(Extracted records)
───

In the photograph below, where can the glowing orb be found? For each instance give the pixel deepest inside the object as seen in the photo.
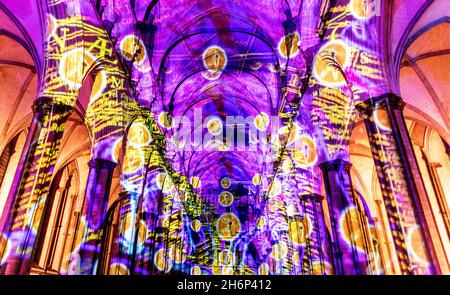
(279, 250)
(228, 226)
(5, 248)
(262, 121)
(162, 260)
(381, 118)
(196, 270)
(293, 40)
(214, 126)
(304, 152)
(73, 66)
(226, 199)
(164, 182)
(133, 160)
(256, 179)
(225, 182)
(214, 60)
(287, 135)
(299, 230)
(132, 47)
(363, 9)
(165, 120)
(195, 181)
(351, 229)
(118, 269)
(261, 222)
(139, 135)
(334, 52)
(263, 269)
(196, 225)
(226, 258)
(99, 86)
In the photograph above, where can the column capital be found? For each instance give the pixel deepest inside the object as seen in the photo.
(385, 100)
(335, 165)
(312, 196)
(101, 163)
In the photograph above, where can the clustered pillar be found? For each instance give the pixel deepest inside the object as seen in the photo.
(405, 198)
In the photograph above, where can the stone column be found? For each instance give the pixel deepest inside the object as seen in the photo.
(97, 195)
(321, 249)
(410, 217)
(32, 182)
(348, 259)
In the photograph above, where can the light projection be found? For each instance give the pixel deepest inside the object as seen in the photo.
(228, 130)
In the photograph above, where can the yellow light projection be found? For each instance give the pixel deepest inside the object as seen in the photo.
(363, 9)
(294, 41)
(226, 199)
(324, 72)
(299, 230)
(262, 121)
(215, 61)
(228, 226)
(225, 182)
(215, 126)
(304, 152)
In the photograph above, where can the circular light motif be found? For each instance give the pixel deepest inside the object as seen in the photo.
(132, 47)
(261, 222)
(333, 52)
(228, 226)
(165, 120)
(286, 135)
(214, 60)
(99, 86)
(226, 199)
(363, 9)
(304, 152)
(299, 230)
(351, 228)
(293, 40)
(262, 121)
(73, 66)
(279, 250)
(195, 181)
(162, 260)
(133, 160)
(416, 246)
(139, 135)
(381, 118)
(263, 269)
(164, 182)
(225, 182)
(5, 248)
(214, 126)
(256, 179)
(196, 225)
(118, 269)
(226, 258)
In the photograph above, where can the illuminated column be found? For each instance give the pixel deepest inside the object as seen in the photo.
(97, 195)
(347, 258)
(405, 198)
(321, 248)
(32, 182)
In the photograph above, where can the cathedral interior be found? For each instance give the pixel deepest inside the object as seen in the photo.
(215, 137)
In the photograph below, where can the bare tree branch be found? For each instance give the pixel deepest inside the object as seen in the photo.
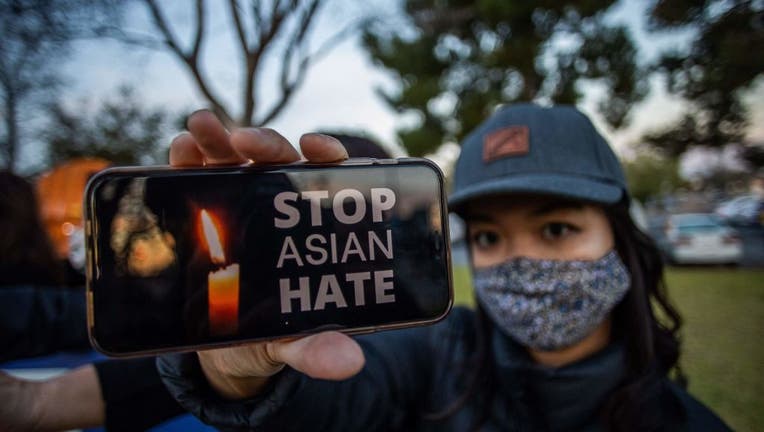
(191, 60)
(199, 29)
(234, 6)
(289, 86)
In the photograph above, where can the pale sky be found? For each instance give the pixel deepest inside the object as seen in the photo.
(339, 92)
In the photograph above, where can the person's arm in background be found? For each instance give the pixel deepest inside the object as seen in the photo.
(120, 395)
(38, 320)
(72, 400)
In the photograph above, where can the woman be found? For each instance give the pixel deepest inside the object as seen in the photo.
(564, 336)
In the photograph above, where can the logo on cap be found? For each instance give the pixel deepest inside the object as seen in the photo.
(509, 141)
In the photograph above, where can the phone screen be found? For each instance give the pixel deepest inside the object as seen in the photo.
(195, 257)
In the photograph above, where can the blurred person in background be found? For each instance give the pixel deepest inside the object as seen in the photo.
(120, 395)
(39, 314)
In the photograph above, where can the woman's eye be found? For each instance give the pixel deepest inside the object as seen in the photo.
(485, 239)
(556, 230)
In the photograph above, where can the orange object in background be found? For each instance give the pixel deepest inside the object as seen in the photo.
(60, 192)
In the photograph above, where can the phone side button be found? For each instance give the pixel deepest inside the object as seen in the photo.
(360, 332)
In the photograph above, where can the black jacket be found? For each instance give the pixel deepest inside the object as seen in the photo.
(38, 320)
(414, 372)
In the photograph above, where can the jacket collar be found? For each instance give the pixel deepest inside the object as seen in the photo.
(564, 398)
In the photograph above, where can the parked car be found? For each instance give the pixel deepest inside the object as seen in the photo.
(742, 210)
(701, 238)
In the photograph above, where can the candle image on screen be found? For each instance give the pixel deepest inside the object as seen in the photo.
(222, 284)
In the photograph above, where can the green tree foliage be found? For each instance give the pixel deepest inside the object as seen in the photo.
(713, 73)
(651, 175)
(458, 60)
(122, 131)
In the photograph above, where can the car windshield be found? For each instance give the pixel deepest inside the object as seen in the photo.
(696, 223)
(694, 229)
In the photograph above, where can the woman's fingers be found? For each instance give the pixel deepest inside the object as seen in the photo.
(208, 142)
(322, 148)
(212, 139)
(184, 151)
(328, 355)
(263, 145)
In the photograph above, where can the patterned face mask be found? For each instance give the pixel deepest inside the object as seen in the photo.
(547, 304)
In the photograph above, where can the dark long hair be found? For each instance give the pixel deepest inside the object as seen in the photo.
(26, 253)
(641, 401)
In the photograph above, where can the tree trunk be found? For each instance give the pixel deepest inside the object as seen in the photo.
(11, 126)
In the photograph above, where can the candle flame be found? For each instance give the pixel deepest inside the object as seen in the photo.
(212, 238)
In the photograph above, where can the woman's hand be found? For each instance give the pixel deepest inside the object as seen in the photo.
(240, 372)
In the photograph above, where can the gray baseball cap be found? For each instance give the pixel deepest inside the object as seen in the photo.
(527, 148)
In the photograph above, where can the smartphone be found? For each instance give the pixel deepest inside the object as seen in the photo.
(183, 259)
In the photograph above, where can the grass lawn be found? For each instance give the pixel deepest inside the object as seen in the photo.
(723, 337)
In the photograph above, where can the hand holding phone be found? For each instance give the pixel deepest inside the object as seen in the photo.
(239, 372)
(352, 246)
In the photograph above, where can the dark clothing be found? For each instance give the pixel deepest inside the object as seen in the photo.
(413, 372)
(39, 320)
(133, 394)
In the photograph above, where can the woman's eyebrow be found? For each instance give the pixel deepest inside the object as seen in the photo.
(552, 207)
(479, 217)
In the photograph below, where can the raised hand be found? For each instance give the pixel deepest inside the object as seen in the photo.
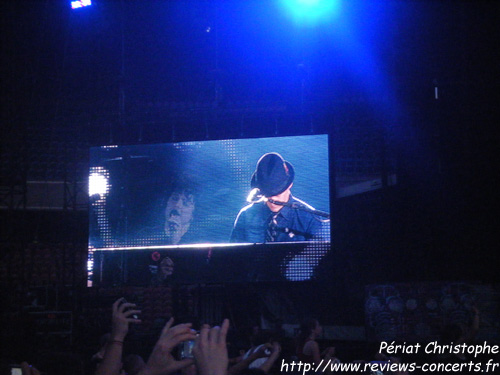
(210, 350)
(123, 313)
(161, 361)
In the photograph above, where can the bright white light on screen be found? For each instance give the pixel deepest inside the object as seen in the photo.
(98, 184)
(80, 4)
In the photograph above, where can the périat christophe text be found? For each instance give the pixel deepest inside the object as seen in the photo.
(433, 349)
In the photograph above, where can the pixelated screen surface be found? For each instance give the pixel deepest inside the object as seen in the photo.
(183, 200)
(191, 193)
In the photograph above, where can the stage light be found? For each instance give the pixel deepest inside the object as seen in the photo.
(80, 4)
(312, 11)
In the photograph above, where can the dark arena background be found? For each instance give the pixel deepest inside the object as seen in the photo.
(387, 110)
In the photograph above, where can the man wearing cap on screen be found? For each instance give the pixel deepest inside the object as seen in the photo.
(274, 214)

───

Task prompt: The entries are to be written out again exactly, without their pictures.

Exercise response:
In the photograph below, where can the glowing orb be found? For each instance give the pixel deepest inside the object as seen in the photo.
(279, 250)
(228, 226)
(5, 248)
(262, 121)
(162, 260)
(381, 118)
(196, 270)
(293, 40)
(214, 126)
(304, 152)
(73, 66)
(226, 199)
(164, 182)
(133, 160)
(256, 179)
(225, 182)
(214, 60)
(287, 135)
(299, 230)
(132, 47)
(363, 9)
(165, 120)
(195, 181)
(351, 229)
(118, 269)
(261, 222)
(139, 135)
(334, 52)
(263, 269)
(196, 225)
(226, 258)
(99, 86)
In the photograph above, where can the column capital be found? For each instance give the pixel deepest inside the object as seen in the photo.
(385, 100)
(335, 165)
(312, 196)
(101, 163)
In the photograph above, where can the clustered pillar be found? For each instance give the pixel deepest inside the object as seen in the photo.
(405, 198)
In the photograph above, where can the stone column be found? For each instance give the pixel deepest inside the object as seen in the photo.
(97, 195)
(321, 249)
(410, 217)
(32, 182)
(348, 259)
In the photograph above, where can the light projection be found? For each instance give the pixel deepest inside the object as seen in the photo.
(228, 130)
In the photograph above, where can the yellow light projection be found? For each instance give the pixel deepest inside the object as seen in the photo.
(363, 9)
(294, 41)
(226, 199)
(324, 72)
(299, 230)
(262, 121)
(215, 61)
(228, 226)
(225, 182)
(215, 126)
(304, 152)
In the photograph above, where can the circular light motif be found? For each instance give the pixel deepest inside the object as seen in the photo.
(132, 47)
(261, 222)
(333, 52)
(228, 226)
(165, 120)
(286, 135)
(214, 60)
(99, 86)
(226, 199)
(363, 9)
(304, 152)
(299, 230)
(351, 228)
(293, 40)
(262, 121)
(73, 66)
(279, 250)
(195, 181)
(162, 260)
(133, 160)
(416, 246)
(139, 135)
(381, 118)
(263, 269)
(164, 182)
(225, 182)
(5, 248)
(214, 126)
(256, 179)
(196, 225)
(118, 269)
(226, 258)
In the photograph above, where can the illuminated column be found? For each instance give the pixel deepest inside the object as seen in the photo.
(97, 195)
(347, 258)
(405, 198)
(321, 248)
(32, 182)
In the photograph above, where can the cathedral interior be found? For each instance give the pixel deepest inside the object as seen in the photo.
(215, 137)
In the photograph below, where can the bare tree branch be found? For each instance give the pixel deepest inside the object as seen in the photo.
(191, 60)
(199, 29)
(234, 6)
(289, 86)
In the photograph above, where can the pale sky be found? For each instance give the pixel deepest inside the object as seen in the photo.
(339, 92)
In the photograph above, where can the person's arm in background be found? For each instance give the pixel deepest inside the object as seen in the photo.
(120, 395)
(38, 320)
(72, 400)
In the photograph above, where can the woman be found? For each instance give the pixel deepest inside the object as seen in the photo.
(564, 336)
In the photograph above, where can the logo on cap be found? For each instance give the pixel deepest inside the object as seen in the photo.
(509, 141)
In the photograph above, where can the phone screen be found? For each instance give the pixel deepest inside the object as seen in the photo.
(195, 257)
In the photograph above, where can the blurred person in background be found? For each instance give the pixel deepest inside the object as seen in the photo.
(120, 395)
(39, 314)
In the photograph above, where can the woman's eye be found? For each instance give the pixel deepest inside the object as seen in the photo.
(485, 239)
(556, 230)
In the photograph above, where can the orange object in background be found? For each instance give the pixel deepest inside the object as seen in the photo.
(60, 192)
In the photograph above, where can the phone side button be found? For each instance give the pixel deepest inside the object as seen in the photo.
(360, 332)
In the photograph above, where can the black jacket be found? For each instance give the pixel deepest inside the object as seen in the photo.
(38, 320)
(414, 372)
In the photograph above, where can the jacket collar be found? For each instance give the pixel deepest inside the object as seen in the photo.
(564, 398)
In the photograph above, where can the parked car be found? For each instance give the pixel deepest inside the object as seen in the photo.
(742, 210)
(701, 238)
In the photograph above, where can the candle image on screen be found? For each instance give the pixel deepest inside the object as seen in the photo.
(222, 284)
In the photograph above, where can the green tree foliage be found? For each instance give the pixel deepest inside the object as seen in the photo.
(713, 73)
(651, 175)
(458, 60)
(122, 131)
In the photograph above, where can the car windshield be found? For each instance give the pixel deepest inside the object as seen in the photo.
(696, 223)
(694, 229)
In the photograph above, where can the woman's fingers be found? For each instance give the pixel deepest inside the object as seen in the photo.
(208, 142)
(322, 148)
(212, 139)
(184, 151)
(328, 355)
(263, 145)
In the photograph above, where can the patterned face mask be found? For each instance give the pixel deepest inside the object as seen in the photo.
(547, 304)
In the photograph above, where can the dark long hair be found? For each instance give the pixel deepest inside the object as seen in the photo.
(26, 253)
(641, 401)
In the photograph above, where can the tree trunk be found? For each instance give the pixel deepest inside the object as seen in the photo.
(11, 126)
In the photograph above, where can the candle flame be found? For each instance give the pixel deepest inside the object as seen in the photo.
(212, 238)
In the photograph above, where can the woman's hand be found? For each instance give the pixel deepest inside the object as seen in the photo.
(240, 372)
In the photograph above, where can the gray baseball cap be found? For each instance give the pixel deepest inside the object as seen in the photo.
(527, 148)
In the photograph above, where can the smartphone be found? For each instance give the pixel deepest inside the object as seen in the photo.
(183, 259)
In the photograph above, where can the grass lawn be found? For each instance give the pixel deepest inside the object as seen in the photo.
(723, 337)
In the photograph above, where can the hand holding phone be found? For each instance give the pixel deepest inside the object as seen in the photo.
(239, 372)
(352, 246)
In the photograph above, where can the dark clothing be found? For each instance give the pixel deepest inside the object as seen in the photo.
(413, 372)
(39, 320)
(133, 394)
In the photograph above, where can the woman's eyebrow be found? For each instance give the pixel deepest inside the object as seen in the photo.
(552, 207)
(479, 217)
In the photograph below, where can the raised hand be found? For each instance give the pixel deepest inside the object as seen in the photo.
(210, 350)
(123, 313)
(161, 361)
In the photograph above, where can the bright white light on screen be found? For each instance give the pixel deepest inside the object as seen in the photo.
(98, 184)
(80, 4)
In the photograph above, where can the périat christophe text be found? For each instance give the pixel deepest inside the object as seen in the photo.
(433, 349)
In the photograph above, where can the pixelated screen surface be found? For each instance give the pixel deepest inside the object as seen in the photo.
(183, 200)
(191, 193)
In the photograph above, where can the stage light be found? For each instance give the pixel deepest inside the object as seen in the photo.
(80, 4)
(312, 11)
In the photograph above, where can the dark arena background be found? For each instance give the pixel deepest inside the object as seen in the photo.
(387, 110)
In the photograph above, where can the man wearing cap on screen be found? For each instance give the pixel deepest inside the object as seen in the photo.
(274, 214)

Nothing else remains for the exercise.